> _Task goal_
Extract the records in full, leaving every picture out.

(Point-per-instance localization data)
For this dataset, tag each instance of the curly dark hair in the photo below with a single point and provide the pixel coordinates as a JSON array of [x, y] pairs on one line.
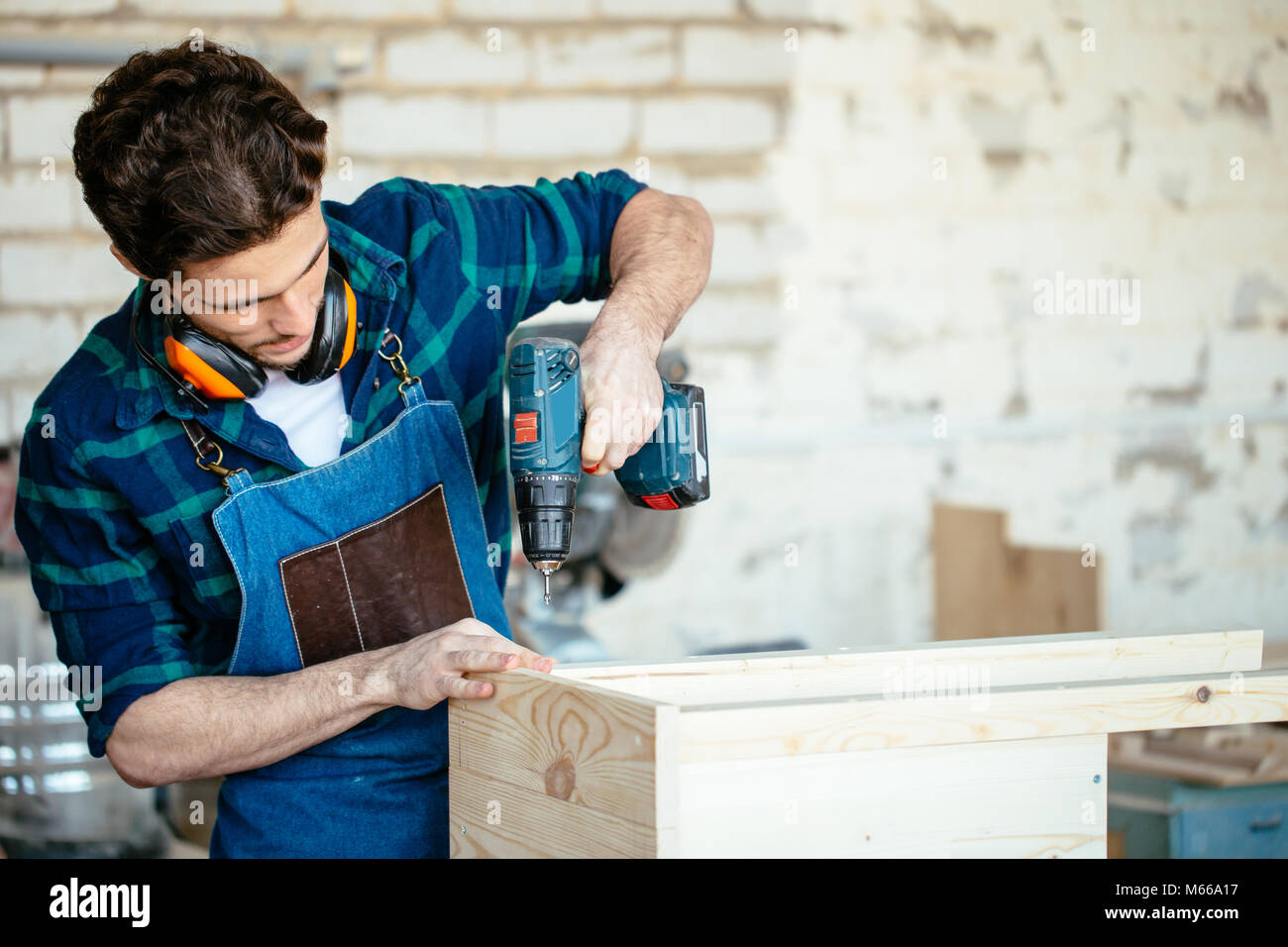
[[187, 155]]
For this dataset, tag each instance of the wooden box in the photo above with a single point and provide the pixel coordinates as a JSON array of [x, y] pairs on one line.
[[990, 748]]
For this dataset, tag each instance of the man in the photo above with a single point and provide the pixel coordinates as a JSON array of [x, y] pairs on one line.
[[268, 495]]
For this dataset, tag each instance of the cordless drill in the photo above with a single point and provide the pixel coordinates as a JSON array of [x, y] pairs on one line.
[[548, 419]]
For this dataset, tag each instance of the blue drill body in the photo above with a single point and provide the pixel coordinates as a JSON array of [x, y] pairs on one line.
[[548, 419]]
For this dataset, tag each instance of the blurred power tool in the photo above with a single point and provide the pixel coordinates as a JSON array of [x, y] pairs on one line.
[[548, 416]]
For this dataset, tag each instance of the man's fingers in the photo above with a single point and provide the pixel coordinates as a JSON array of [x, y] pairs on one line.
[[503, 646], [460, 686], [481, 660]]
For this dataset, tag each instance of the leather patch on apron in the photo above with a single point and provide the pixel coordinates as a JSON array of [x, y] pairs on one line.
[[376, 585]]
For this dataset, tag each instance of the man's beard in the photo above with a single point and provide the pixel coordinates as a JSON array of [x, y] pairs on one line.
[[261, 361]]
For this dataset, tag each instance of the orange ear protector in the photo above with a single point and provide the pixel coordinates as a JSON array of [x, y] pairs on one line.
[[204, 365]]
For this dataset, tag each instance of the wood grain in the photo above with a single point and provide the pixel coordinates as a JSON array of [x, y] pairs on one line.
[[1017, 799], [876, 669], [571, 741], [503, 821], [870, 722]]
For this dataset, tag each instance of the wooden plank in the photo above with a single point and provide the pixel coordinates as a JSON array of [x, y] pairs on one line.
[[870, 722], [568, 740], [490, 818], [1016, 799], [987, 587], [877, 669]]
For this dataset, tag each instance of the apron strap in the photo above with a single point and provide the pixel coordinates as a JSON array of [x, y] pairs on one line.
[[204, 446], [408, 384]]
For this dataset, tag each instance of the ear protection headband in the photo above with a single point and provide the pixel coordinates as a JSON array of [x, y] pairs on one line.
[[198, 364]]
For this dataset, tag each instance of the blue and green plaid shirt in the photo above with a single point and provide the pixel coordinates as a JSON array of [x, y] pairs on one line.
[[112, 509]]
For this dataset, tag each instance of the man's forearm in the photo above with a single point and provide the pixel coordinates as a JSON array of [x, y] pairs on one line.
[[660, 262], [213, 725]]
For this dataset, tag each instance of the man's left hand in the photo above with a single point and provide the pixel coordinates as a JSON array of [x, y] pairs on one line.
[[622, 394]]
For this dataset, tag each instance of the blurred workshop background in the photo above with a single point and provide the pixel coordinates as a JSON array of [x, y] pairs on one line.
[[996, 337]]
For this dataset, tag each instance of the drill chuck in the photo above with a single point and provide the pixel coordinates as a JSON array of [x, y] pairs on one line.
[[545, 504]]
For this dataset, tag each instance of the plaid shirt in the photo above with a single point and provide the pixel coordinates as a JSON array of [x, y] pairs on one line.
[[114, 512]]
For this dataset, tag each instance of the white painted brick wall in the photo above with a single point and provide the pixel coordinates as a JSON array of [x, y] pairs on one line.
[[605, 59], [706, 125], [60, 270], [734, 55], [592, 125], [43, 125], [913, 295], [459, 56], [413, 127]]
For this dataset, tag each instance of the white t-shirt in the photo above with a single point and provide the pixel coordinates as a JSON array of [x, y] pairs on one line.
[[312, 416]]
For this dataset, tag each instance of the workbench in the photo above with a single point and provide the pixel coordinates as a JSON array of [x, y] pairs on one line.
[[993, 748]]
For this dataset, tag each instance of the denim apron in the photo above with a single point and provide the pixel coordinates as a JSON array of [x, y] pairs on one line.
[[374, 548]]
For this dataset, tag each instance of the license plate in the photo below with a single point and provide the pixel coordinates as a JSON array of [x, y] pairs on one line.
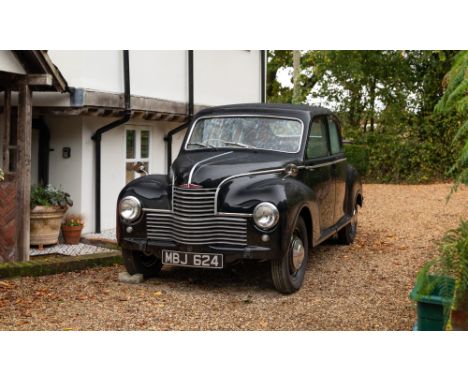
[[194, 260]]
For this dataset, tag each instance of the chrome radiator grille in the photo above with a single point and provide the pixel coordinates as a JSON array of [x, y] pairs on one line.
[[193, 221]]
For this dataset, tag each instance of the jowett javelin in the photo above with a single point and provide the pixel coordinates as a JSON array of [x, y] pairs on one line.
[[260, 182]]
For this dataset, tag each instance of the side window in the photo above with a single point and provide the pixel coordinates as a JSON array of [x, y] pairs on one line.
[[317, 145], [335, 143]]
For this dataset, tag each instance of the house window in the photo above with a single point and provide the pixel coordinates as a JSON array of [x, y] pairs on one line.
[[137, 148]]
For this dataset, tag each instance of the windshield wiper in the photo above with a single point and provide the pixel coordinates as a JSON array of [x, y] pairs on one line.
[[200, 144], [239, 144]]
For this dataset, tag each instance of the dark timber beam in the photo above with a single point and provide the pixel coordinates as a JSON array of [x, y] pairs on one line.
[[6, 130], [23, 170], [40, 79]]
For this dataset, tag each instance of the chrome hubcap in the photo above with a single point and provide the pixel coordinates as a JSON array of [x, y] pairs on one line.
[[354, 220], [298, 253]]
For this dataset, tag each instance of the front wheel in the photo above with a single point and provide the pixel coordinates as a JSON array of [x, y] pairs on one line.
[[137, 262], [288, 272]]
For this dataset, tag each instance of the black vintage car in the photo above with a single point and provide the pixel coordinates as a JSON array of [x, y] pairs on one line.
[[251, 182]]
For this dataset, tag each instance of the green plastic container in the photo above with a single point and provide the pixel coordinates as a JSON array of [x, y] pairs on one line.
[[433, 309]]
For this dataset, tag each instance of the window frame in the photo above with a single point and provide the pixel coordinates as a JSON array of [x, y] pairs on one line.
[[338, 129], [137, 158], [327, 137], [270, 116]]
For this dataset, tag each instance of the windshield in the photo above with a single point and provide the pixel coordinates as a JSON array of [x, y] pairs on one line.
[[263, 133]]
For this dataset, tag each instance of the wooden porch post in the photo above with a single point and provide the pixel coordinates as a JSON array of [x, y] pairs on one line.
[[23, 169], [6, 130]]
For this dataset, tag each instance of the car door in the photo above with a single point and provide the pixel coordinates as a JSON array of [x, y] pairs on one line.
[[318, 174], [338, 168]]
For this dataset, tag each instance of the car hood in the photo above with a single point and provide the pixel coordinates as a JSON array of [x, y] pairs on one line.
[[209, 168]]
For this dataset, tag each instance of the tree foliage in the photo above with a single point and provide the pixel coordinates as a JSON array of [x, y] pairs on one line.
[[385, 100], [455, 100]]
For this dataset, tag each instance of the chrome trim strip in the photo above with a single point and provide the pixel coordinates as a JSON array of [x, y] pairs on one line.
[[239, 214], [155, 210], [321, 164], [262, 172], [272, 116], [203, 161]]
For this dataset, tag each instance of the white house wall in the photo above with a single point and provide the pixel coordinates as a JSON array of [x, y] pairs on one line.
[[227, 76], [66, 173], [220, 76], [159, 74], [91, 69], [113, 165]]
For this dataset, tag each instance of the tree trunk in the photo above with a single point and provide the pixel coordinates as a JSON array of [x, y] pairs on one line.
[[372, 104], [296, 74]]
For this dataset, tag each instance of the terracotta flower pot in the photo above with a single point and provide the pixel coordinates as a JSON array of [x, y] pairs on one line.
[[45, 224], [71, 234]]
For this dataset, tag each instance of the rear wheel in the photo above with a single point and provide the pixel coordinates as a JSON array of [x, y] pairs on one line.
[[347, 234], [137, 262], [288, 272]]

> _Answer for the task_
For this dataset, tag each instance of the curly dark hair in the photo below with a single point and provide the pixel coordinates as a JSON array of [x, y] pairs on one line.
[[187, 155]]
For this dataset, tag each instance of the wooden box in the photo above with a single point and provide the pixel coordinates as a JSON array of [x, y] pairs on one line.
[[990, 748]]
For this dataset, tag each instance of the man in the photo above with a single point and provide the pixel coordinates as a JSON array of [x, y] pairs on one line.
[[268, 495]]
For this dataset, tag each instance of the cordless drill in the photo above with a single point and provide the pixel coordinates as a JSON array of [x, y] pairs on one line.
[[548, 419]]
For this dataset, tag each instance of the blue drill body in the photo above with a single point and provide the pixel coordinates as a JSON array of [x, y] pairs on one line.
[[548, 419]]
For this dataset, tag each instance of the blurred power tool in the photo above with a single point and provide the pixel coordinates as a JSON array of [x, y] pairs on one line.
[[548, 416]]
For this dataset, tag each instance of the man's fingers in the photo above with a single point and provide the pixel coordinates as a JSON array of [x, y] pairs on one line.
[[503, 646], [460, 686], [481, 660]]
For this dataset, tag each instance of the leather patch on apron in the photo above with a single point and provide the pixel coordinates as a JSON array of [x, y] pairs on one line.
[[376, 585]]
For this dataset, tag each instance of the man's beard in the photo above with a single point and provide the pixel coordinates as a JSON array of [x, y] pairs on one line.
[[261, 361]]
For this dataset, tag each instance of the orange ear protector in the photo above with a single point and provide the pixel coordinates as a JSON array of [x, y] pairs on one line.
[[204, 365]]
For this dataset, tag each instance of the wood grain in the photo above with a single point and provide the pixel coordinates as a JSON array of [x, y] pairs on one line.
[[1017, 799], [876, 669], [571, 741], [503, 821], [870, 722]]
For this dataset, tag each instance of the wooden plank in the photo above with a single point and provide the pixel coordinates as a JSON array of [x, y] pairs on one line.
[[870, 722], [568, 740], [490, 818], [1016, 799], [987, 587], [877, 669]]
For this dataset, tag each instance of the apron strap in the photo above with a single point and provide the pixel coordinates as a JSON array of [x, y] pairs on one line.
[[204, 446], [408, 384]]
For this dataset, tag each instance of the ear protection headband in the photo above with a single point and provide the pixel coordinates as a JSON array of [x, y] pairs on one line.
[[198, 364]]
For this dataset, tag each instance of the blue and green plaid shirt in the photo above with a single point and provide the pixel coordinates as a JSON array of [x, y] pairs on one line.
[[112, 509]]
For this dataset, tag each instance of the man's forearm in the photo above with a single point and provide the pixel coordinates as a JSON array of [x, y] pairs on one line.
[[660, 262], [213, 725]]
For this dataset, tag each instance of the man's left hand in the photo above with a single point and provide the pixel coordinates as a JSON array of [x, y] pairs on one line.
[[622, 394]]
For this dataset, tag each instance of the blurred workshop background in the photo above with a single point and provide the pixel coordinates as a JSON array of [x, y] pairs on one line.
[[996, 337]]
For this dataset, tag each instance of the drill chuck in the photo above with a single point and provide the pixel coordinates as a JSON array of [x, y] pairs on one line.
[[545, 504]]
For this dataset, tag each instance of the plaid shirt in the photo above with a single point and provide the pixel coordinates as a JSON array of [x, y] pairs on one line.
[[114, 512]]
For this dataset, tag each instance of the white painted brick wall in the photo above with a single point and provide the pixel coordinates as a JSON array of [x, y] pairs on one line.
[[605, 59], [706, 125], [60, 270], [734, 55], [592, 125], [43, 125], [913, 295], [459, 56], [413, 127]]
For this dataset, tag each instance of the white t-shirt in the photo above with a single point and provide the pixel coordinates as a JSON array of [x, y] pairs on one line.
[[312, 416]]
For this dataset, tag each instance of the workbench in the photo above with a single point and provide the pixel coordinates as a JSON array of [x, y] pairs on one line.
[[993, 748]]
For this dataset, tag each instance of the denim apron in the photo above with a single point and provide the pixel coordinates as a JSON array of [x, y] pairs on one line.
[[374, 548]]
For this dataset, tag each instance of the license plate in the photo below with a single point and provide the pixel coordinates as a JSON array of [x, y] pairs on one line.
[[194, 260]]
For this dataset, tag each instance of the chrome radiator grille in the photo above with a single point and provide the pixel coordinates as a JSON array of [x, y] pairs on one line.
[[193, 221]]
For this dataset, tag each instance of the jowett javelin in the photo above with a single point and provide the pixel coordinates as a JSON array of [x, y] pairs on one line.
[[260, 182]]
For this dataset, tag each instance of the side window in the photo above with a single point and provide the pixel coordinates as a JSON array of [x, y] pairs on one line.
[[317, 145], [335, 143]]
For this dataset, tag each instance of the house window in the photo above with a single point and provide the pixel coordinates as a JSON array of [x, y] pairs on one line.
[[137, 148]]
For this dataset, tag each instance of the windshield wiper in the photo above with a single point and provide the pixel coordinates as a JSON array of [x, y] pairs on one line.
[[200, 144], [239, 144]]
For this dataset, tag each instance of the dark timber beam in the photo above with a single point and provide the pixel coordinates as a JSON array of [x, y] pairs on one line.
[[6, 130], [23, 170], [40, 79]]
For this dataset, tag each instance of the chrome hubcap in the photo above with a single point and provide the pixel coordinates as a JSON array of [x, y] pairs on one line.
[[354, 220], [298, 253]]
For this dataset, tag each instance of the front wheel in the photo above with a single point and provide the pixel coordinates as a JSON array of [x, y] pairs on one line.
[[137, 262], [288, 272]]
For this dataset, tag each instance of the black vintage car in the photo above with a single point and provide the pixel coordinates as a JSON array of [x, y] pairs on one line.
[[251, 182]]
For this dataset, tag each instance of the green plastic container in the photo above with a single point and provide the pixel coordinates as a JSON array of [x, y] pairs on one line.
[[433, 309]]
For this dataset, tag each instance of the window frame in the photo above with a single point and provide the pixel coordinates as a JSON array of [x, y] pairs on one line.
[[338, 129], [137, 158], [327, 137], [270, 116]]
For this dataset, tag each instance of the windshield in the photo above with a single point and provide the pixel coordinates as a JSON array of [x, y] pairs on one line.
[[263, 133]]
For this dataset, tag each instance of the wooden porch post in the photo above with a single point and provide the pixel coordinates as a JSON array of [x, y] pairs on one line.
[[23, 169], [6, 130]]
For this dataset, tag each instance of the car door in the photo above with a single point and provide the pixel coordinates as a JSON array of [x, y] pairs on one line.
[[318, 174], [338, 168]]
For this dataset, tag each instance of the car hood in the photo above with a single point and provide the pixel coordinates as a JSON array of [x, y] pairs on one line.
[[209, 168]]
For this dataset, tag each instance of the tree foliage in the photo above with a single point and provide the pixel coordinates as a JSON array of [x, y] pairs on one line.
[[385, 100], [455, 100]]
For this dataset, tag each instance of the chrome trim strip in the photo above with a single point and provide the pixel coordinates as a JSON array of [x, y] pairs on one line.
[[239, 214], [155, 210], [321, 164], [262, 172], [272, 116], [203, 161]]
For this dataset, tag each instance of the white house wall in the photo above with a single point and provide the pixel coordinates as a JSON array of [x, y] pairs on one line.
[[227, 76], [66, 173], [220, 76], [159, 74], [91, 69], [113, 165]]
For this dataset, tag each instance of the tree trunk in the photo above with a single point and provide the pixel coordinates as a JSON array of [x, y] pairs on one line.
[[372, 104], [296, 74]]
For this dataset, tag each instance of the terracotta flower pot in the photo above with a single point and provide the pixel coordinates as a JSON array of [x, y] pairs on one line.
[[45, 224], [71, 234]]
For this dataset, tag each instance of the rear wheel in the photo above with a single point and provide the pixel coordinates as a JSON array of [x, y] pairs on one line.
[[347, 234], [137, 262], [288, 272]]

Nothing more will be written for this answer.